→ RECORDS SHOWN
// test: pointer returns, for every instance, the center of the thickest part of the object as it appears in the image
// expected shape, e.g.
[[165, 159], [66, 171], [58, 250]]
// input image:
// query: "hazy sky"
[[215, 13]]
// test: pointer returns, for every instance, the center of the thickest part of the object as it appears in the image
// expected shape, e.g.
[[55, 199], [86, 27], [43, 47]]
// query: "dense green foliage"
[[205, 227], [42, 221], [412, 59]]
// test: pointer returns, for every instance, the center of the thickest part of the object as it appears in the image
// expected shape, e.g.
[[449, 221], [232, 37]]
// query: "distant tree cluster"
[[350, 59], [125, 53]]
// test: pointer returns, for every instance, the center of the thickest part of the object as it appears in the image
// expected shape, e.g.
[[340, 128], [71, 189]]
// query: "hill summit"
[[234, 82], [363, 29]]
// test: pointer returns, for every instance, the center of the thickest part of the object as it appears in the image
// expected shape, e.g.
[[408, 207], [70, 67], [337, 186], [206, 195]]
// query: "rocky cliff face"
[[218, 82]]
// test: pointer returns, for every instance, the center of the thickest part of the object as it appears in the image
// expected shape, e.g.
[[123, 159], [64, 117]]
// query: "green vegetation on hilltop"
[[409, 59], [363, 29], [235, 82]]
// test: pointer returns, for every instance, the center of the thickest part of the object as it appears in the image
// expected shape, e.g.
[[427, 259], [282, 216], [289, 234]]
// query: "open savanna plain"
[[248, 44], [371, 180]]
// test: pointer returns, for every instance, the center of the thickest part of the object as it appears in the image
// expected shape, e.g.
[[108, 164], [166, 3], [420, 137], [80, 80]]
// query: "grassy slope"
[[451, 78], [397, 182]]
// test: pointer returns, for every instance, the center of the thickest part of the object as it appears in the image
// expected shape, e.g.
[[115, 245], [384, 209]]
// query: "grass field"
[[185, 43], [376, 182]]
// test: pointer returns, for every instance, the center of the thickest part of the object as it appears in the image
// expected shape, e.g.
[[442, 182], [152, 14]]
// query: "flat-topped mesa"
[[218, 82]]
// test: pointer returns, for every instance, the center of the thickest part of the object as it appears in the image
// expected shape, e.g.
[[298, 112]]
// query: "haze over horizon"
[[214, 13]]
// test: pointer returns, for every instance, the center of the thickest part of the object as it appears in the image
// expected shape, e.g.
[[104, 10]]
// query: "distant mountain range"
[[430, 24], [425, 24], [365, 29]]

→ WRITTEN EXERCISE
Could you rewrite all the records above with "thickest part" changed to "widest part" and everything else left the same?

→ ANSWER TO THIS EXERCISE
// test: pointer returns, for every instance, the center of the widest part of the object as it appears in the image
// expected shape, e.g.
[[165, 159], [66, 171], [58, 250]]
// input image:
// query: "hazy sky"
[[215, 13]]
// test: pointer returns, for every instance, the center of the widest part of the object as it appears in the image
// expected shape, e.g.
[[55, 199], [86, 27], [43, 47]]
// query: "dense green foliage"
[[205, 227], [42, 221], [412, 59]]
// test: pointer returns, for every instance, the center of the widest part of the object as it appears in the image
// expected shape, e.g.
[[449, 221], [232, 37]]
// query: "distant tree cluster"
[[350, 59], [125, 53]]
// test: pointer returns, for every instance, the center of the widest part of the object as it appears in the image
// expected shape, e.g.
[[340, 128], [71, 189]]
// query: "hill summit"
[[234, 82], [363, 29]]
// test: pointer returns, for every instance, the center of the widest part of the object as it appears in the image
// expected shape, e.g.
[[408, 207], [70, 67], [337, 186], [206, 195]]
// query: "rocky cliff face"
[[218, 82]]
// test: pointer returns, for every instance, the center of the widest part of the object as it appears in the image
// expected shape, e.g.
[[123, 159], [64, 117]]
// query: "green vegetation on hilltop"
[[409, 59], [363, 29], [235, 82]]
// test: pointer returns, for every instance, the center of the widest part of the object as it appears in the image
// expected shape, e.g.
[[427, 259], [282, 216], [289, 234]]
// query: "open savanna plain"
[[248, 44], [371, 180]]
// test: pointer returns, for every instance, the center of the widest part of the object as it appears in the image
// expected shape, e.g.
[[108, 164], [166, 3], [420, 137], [80, 80]]
// query: "grassy slope"
[[451, 78], [397, 182]]
// test: pointer returns, for every instance, the center of the widest part of the object as it appears in the image
// expected shape, e.g.
[[115, 245], [384, 209]]
// query: "grass field"
[[185, 43], [376, 182]]
// test: pointer returns, for every instance, the center of the widest part of the object as it appears in the image
// expected shape, e.g.
[[442, 182], [152, 14]]
// query: "flat-topped mesa"
[[218, 82]]
// test: pointer returns, for every instance, the center of the widest part of the object as it appears in the image
// expected shape, e.g.
[[298, 112]]
// query: "haze over horizon"
[[214, 13]]
// test: pointer returns, for every instance, the center of the widest part of the object as it appears in the image
// expected shape, e.g.
[[104, 10]]
// query: "distant mountain range"
[[430, 24], [425, 24], [365, 29]]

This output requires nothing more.